Start of EXCERPTED RECORDS
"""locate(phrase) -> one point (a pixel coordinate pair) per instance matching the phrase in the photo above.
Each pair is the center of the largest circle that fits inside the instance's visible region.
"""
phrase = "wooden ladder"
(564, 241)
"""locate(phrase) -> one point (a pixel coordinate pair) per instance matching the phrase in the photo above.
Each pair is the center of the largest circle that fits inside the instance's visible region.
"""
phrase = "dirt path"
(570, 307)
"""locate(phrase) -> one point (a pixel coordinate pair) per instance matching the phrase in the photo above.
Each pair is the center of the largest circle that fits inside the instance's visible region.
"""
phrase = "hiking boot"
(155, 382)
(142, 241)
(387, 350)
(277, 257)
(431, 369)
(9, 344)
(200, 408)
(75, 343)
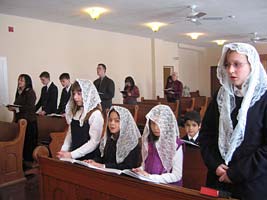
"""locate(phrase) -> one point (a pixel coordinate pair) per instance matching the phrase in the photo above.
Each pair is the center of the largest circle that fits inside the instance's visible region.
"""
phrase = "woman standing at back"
(25, 98)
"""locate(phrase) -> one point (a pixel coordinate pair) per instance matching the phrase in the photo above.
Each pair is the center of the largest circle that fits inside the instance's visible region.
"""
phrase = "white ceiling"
(127, 16)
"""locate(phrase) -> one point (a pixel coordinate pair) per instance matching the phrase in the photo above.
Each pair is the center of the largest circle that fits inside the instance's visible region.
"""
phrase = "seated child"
(120, 147)
(162, 150)
(192, 126)
(83, 114)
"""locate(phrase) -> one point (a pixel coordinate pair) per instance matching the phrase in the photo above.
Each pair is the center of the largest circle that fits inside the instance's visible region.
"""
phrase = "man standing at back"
(48, 98)
(105, 87)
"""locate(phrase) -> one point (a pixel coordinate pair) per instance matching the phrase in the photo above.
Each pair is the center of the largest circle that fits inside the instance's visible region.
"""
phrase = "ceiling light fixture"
(155, 26)
(220, 42)
(194, 36)
(95, 12)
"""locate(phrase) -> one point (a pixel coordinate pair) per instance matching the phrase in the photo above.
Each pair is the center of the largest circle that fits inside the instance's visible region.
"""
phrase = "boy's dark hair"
(45, 75)
(64, 76)
(193, 116)
(102, 65)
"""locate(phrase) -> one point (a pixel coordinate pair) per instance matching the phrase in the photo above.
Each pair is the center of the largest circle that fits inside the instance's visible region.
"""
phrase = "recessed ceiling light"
(95, 12)
(155, 26)
(194, 36)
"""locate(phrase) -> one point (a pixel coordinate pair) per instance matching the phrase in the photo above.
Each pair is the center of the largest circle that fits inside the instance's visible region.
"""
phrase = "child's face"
(155, 128)
(191, 128)
(114, 123)
(77, 97)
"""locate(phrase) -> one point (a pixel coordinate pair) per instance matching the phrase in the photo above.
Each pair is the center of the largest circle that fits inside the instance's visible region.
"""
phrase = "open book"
(190, 143)
(111, 170)
(54, 115)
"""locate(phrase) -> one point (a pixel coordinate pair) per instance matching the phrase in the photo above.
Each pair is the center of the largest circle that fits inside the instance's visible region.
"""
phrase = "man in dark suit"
(105, 87)
(65, 94)
(48, 98)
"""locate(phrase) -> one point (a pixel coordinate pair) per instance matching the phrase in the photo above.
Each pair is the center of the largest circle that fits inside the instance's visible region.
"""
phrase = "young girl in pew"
(233, 137)
(120, 147)
(83, 114)
(162, 150)
(25, 99)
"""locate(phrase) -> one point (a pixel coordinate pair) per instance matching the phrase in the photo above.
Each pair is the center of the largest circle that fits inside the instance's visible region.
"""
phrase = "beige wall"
(38, 45)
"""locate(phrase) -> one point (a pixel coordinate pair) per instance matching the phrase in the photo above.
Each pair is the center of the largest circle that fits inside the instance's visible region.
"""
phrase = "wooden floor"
(28, 190)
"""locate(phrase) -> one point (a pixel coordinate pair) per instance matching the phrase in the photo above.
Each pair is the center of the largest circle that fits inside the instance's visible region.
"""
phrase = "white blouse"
(177, 170)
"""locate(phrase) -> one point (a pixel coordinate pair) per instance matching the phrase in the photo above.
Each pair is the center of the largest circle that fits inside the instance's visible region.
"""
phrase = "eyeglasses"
(235, 64)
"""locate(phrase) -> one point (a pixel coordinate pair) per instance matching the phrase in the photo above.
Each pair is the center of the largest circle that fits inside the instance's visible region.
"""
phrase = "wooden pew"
(204, 107)
(187, 104)
(173, 106)
(11, 152)
(132, 108)
(194, 93)
(47, 124)
(62, 180)
(144, 108)
(194, 170)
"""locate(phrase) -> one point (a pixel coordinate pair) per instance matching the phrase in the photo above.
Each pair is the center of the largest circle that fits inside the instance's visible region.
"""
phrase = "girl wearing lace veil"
(233, 137)
(120, 148)
(162, 151)
(83, 114)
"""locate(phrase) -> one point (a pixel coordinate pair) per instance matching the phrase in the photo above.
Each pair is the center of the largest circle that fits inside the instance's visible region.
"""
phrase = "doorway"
(167, 70)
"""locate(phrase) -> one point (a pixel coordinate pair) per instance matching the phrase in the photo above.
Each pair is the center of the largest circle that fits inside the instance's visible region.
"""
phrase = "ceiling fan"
(257, 39)
(196, 16)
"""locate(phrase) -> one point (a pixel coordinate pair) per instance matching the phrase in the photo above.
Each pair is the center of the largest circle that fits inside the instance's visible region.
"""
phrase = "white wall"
(166, 54)
(36, 46)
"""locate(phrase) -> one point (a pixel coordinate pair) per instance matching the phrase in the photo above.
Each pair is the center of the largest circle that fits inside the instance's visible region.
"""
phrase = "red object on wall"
(11, 29)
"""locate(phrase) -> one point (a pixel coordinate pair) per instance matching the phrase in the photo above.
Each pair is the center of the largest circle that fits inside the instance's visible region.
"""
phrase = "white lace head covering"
(253, 88)
(90, 100)
(128, 137)
(166, 145)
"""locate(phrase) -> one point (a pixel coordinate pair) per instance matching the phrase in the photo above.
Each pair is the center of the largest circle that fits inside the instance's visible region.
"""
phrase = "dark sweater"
(64, 98)
(248, 167)
(133, 159)
(27, 102)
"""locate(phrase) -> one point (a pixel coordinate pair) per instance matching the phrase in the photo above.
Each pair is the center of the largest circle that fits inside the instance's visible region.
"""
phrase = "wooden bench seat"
(11, 151)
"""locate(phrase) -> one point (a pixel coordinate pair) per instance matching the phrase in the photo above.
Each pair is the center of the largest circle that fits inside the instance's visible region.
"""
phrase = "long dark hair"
(108, 131)
(151, 137)
(131, 81)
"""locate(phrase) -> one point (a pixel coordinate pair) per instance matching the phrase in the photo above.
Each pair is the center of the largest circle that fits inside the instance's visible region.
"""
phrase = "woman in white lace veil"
(162, 153)
(120, 147)
(231, 122)
(83, 114)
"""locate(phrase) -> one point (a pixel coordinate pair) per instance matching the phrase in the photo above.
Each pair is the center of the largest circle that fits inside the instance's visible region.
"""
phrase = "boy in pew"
(83, 114)
(120, 147)
(162, 150)
(65, 94)
(192, 125)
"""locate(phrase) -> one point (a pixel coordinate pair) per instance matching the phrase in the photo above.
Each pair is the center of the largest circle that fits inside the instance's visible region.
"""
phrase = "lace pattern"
(253, 88)
(166, 146)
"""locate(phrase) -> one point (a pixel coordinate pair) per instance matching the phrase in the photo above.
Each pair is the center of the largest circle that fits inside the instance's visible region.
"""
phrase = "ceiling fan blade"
(212, 18)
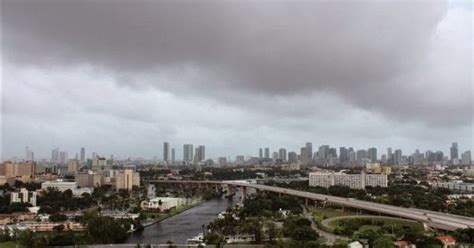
End of EXCERPTED RECORDS
- **ABOUT THIS TASK**
Retype all the data exactly; skip the pictures.

- **ANSWER FOR THIS EXERCISE**
"""locate(phrase) -> one point (a pixel coordinate pair) per instance matching the phrase in the photo above.
Each pair is the center of the largest circle that fits inside the instance's visible region.
"""
phrase = "wooden ladder"
(564, 241)
"""locate(phrase) -> one point (a pixel coordinate pair) per instance matching the phrase in the photo above.
Each pair is the center of the largest circle that fits inside the instance's visible region.
"""
phrase = "dirt path"
(570, 307)
"""locate(phrase) -> one point (a pixel coordinate pair) per instance matching the phrase in the photo above.
Each pair is the center of the largest circle that fits inside the instance's visible region.
"""
phrase = "hiking boot"
(155, 382)
(142, 241)
(387, 350)
(277, 257)
(431, 369)
(9, 344)
(200, 408)
(75, 343)
"""locate(phrase) -> one point (a pixel coordinate pair) per instance matching the phrase in the photo above.
Each pair is the center of the largest circle that fits inside the instance's visible region.
"""
phrase = "woman standing at back"
(25, 98)
"""locate(phrase) -> one point (a pixel coordinate pair) per instance matching the phrase in the photo above.
Each pair is the center of the largest circle that fits inside the instance's visible region.
"""
phrase = "white ceiling"
(127, 16)
"""locate(phrase) -> one point (a pixel coordinate pair) per instance matching the phrase in the photo above.
Each pair is the center of the largest circle that fits inside the instance's visible region.
"""
phrase = "seated child"
(120, 147)
(162, 150)
(192, 126)
(83, 114)
"""locate(phrase) -> one point (a pixel coordinate pair) per instance matching the phrase in the photo above.
Each pair is the center of the largest circle that fits inside the instance's visible region.
"""
phrase = "man standing at back"
(48, 98)
(105, 87)
"""locate(phrase) -> one point (a pixel coordinate pair) per instance matching the phrase in the photo above.
Each pair is the center of the largest circle that fits inside the instance's visible region.
"""
phrase = "ceiling light fixture"
(155, 26)
(220, 42)
(194, 36)
(95, 12)
"""locate(phrase) -> one point (a pixel coordinate pair) per instance matching the phrase in the photo above.
Each pair is the center of the largest circle that fits inside the instance's visible region.
"""
phrase = "boy's dark hair"
(45, 75)
(64, 76)
(193, 116)
(102, 65)
"""locate(phrase) -> one point (a pixel coordinate pair) per instance matching the phrase in the photo above.
Each pair is the center of the largest circle that fits inside the instance's visible region.
"""
phrase = "recessed ceiling light"
(95, 12)
(155, 26)
(194, 36)
"""locate(phrase) -> one point (a pixel coordinate pair) per instance matching the phrase in the photo above.
Each pair is the center of the largest circle that fits inside the instance's visible region.
"""
phrase = "child's face"
(155, 128)
(191, 128)
(114, 123)
(77, 97)
"""locate(phrase) -> one point (a pixel coordinate pair) per instance matching the phrase in the photo above.
Each pair is the center of the largest circle that fits inside the instance's visible region.
"""
phrase = "open book"
(190, 143)
(111, 170)
(54, 115)
"""locate(phrase) -> one point (a pixel coordinate pair) per instance matching the phrase in the photo above.
Each pair is the center of the largest circle that fits inside the instance's visible region.
"""
phrase = "man in dark suit"
(105, 87)
(65, 94)
(48, 98)
"""locate(phrase) -> one point (a pixel coordinate pair) per instance matching the phrase in the photo above.
Each pair is the center of the largest circle that fits inside the instance's visible region.
"""
phrase = "young girl in pew"
(233, 137)
(120, 147)
(83, 114)
(162, 150)
(25, 99)
"""locate(phrase) -> one point (a pixel coordinate pair) per instance matching the phrase in the photo above.
Each pair is the center of the largest circle that fits inside the instance's visible region.
"""
phrase = "beige wall"
(38, 45)
"""locate(phrase) -> one point (a pixel coordinate pair) per instance matching the phrase in the photo above.
Each pair is the center of the largest circle that fits inside the instance's visible region.
"""
phrase = "wooden floor"
(28, 190)
"""locate(phrase) -> one point (a pixel coordinate pair) per instance matching the phrase in the photo above.
Each pair is the center of the largest circle that fits inside the instance's visible region.
"""
phrase = "white blouse"
(177, 170)
"""locate(phrase) -> one point (a pixel coordinate pair) per instance matching the phrase in the photo above.
Each pair is the center of the largest circle that fits inside the instance's visible region.
"""
phrase = "eyeglasses"
(235, 64)
"""locate(phrase) -> one point (a pixel coordinate pair) per instance matching the phrase in the photo above.
Each pair is the center of the largest circle that fits inside the instance's visible region.
"""
phrase = "wooden pew"
(204, 107)
(187, 104)
(173, 106)
(11, 152)
(132, 108)
(194, 93)
(47, 124)
(62, 180)
(144, 108)
(194, 170)
"""locate(phrase) -> one point (a pixel coordinate pair) per instance matching the phrase in the photo above.
Each pair is the center of the largest circle that fits inside the instance's visible region.
"""
phrase = "girl wearing lace veil"
(233, 137)
(120, 148)
(162, 151)
(83, 114)
"""locate(phrase) -> one point (a pixel coordinate pair) per instance matching the phrase in the photo above.
Each pair is the center of the largest circle that fits inside the instance's visible region.
"""
phrase = "doorway"
(167, 70)
"""locate(phrase) -> one point (a pixel coordinate pair) per instance matching the phrase in the photo above.
Each pair is the center of the largest circle that fits inside the instance's visible region.
"""
phrase = "ceiling fan"
(257, 39)
(196, 16)
"""locate(phrase) -> one point (a pixel coordinate pair) per instance matching the phrase in the photo above.
Each pair is the center of the largest circle that fits inside the instance's visible region.
"""
phrase = "white wall"
(166, 54)
(36, 46)
"""locate(phrase) -> one point (a pixel coordinate pair) per instance matching the phrase in the photo above.
Each pair is the center of the largest circle that fits inside the instance's visible region.
"""
phrase = "red object on wall"
(11, 29)
"""locate(phrase) -> one point (a pixel coordinate pair) per instance matching the phrase in the photo above.
Each pair is the center of the largest circle that fits inside the instance's visible region.
"""
phrase = "white lace head covering"
(253, 88)
(90, 100)
(128, 137)
(166, 145)
"""locate(phrase) -> one point (a pixel coordinate pair) per instance matching the phrase in the photo above.
Each pair is the center of the largest circle that fits inside the instance's visible region.
"""
phrase = "dark sweater"
(64, 98)
(248, 167)
(133, 159)
(27, 102)
"""locate(phrase) -> one point (a pixel coordinate pair) per instance matching the phrase in the photo above.
Each pair is the center of the largest circle that fits inside the instance's visible region.
"""
phrase = "wooden bench seat"
(11, 151)
"""locate(phrase) -> one point (a pixel coordinate pair) per instance matching the phrase in the photo above.
Each pair is the center of the largest circle that fits inside the instance's visible region.
"""
phrase = "long dark hair"
(108, 131)
(151, 137)
(131, 81)
"""locate(phrase) -> one point (a pixel coordinate pair) per instance matching the phrase in the photo above.
Each pair is the center of the largest circle that fits inside the instance's visible region.
"""
phrase = "woman in white lace veil"
(162, 153)
(120, 147)
(231, 122)
(83, 114)
"""locate(phrase) -> one point (a pixel coordinate pair) per instance matching the phrase in the photo above.
Each pair is the center of the largest circle that fits inside the instance's visible region.
"""
phrase = "boy in pew"
(83, 114)
(120, 147)
(162, 150)
(65, 94)
(192, 125)
"""locate(phrase) -> one point (a pixel coordinate pair) per instance matching the phrase in the photo above.
Each pair is the center of the largest circle that fits inside the instance's visible region.
"""
phrase = "lace pattern"
(253, 88)
(166, 146)
"""locate(phrase) -> one point (a pixel coordinate pair) per instance matching the phrase in the photo above.
Each pair is the center of the largest circle that fits inside the instance's visible region.
"""
phrase = "ceiling fan blade"
(212, 18)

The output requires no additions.